— BEGIN —

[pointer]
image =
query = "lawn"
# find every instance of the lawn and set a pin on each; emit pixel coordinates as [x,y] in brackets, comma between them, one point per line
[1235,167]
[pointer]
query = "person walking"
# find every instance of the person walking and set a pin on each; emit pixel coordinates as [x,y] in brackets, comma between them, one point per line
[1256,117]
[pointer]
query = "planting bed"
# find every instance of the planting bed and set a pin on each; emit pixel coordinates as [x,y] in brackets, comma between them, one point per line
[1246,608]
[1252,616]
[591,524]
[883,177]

— END —

=== SET EXERCISE ===
Rewrite every line of the listing above as a numbered list, leaving out any blank lines.

=== PROBLEM SOLUTION ===
1. [pointer]
2. image =
3. query = "lawn"
4. # find every instance of the lawn and set a pin on each; emit pixel coordinates as [x,y] in brackets, comma between them, one point per line
5. [1235,167]
6. [pointer]
7. query = "person walking"
8. # find every instance of the person walking and set a pin on each; emit pixel coordinates as [x,y] in brackets, comma between them, one point per line
9. [1256,117]
10. [pointer]
11. query = "planting bed"
12. # find every instance of the planting bed and set a pin on each; emit pixel coordinates as [x,y] in brackets, comma between them, one point per line
13. [1246,608]
14. [1252,616]
15. [591,524]
16. [883,177]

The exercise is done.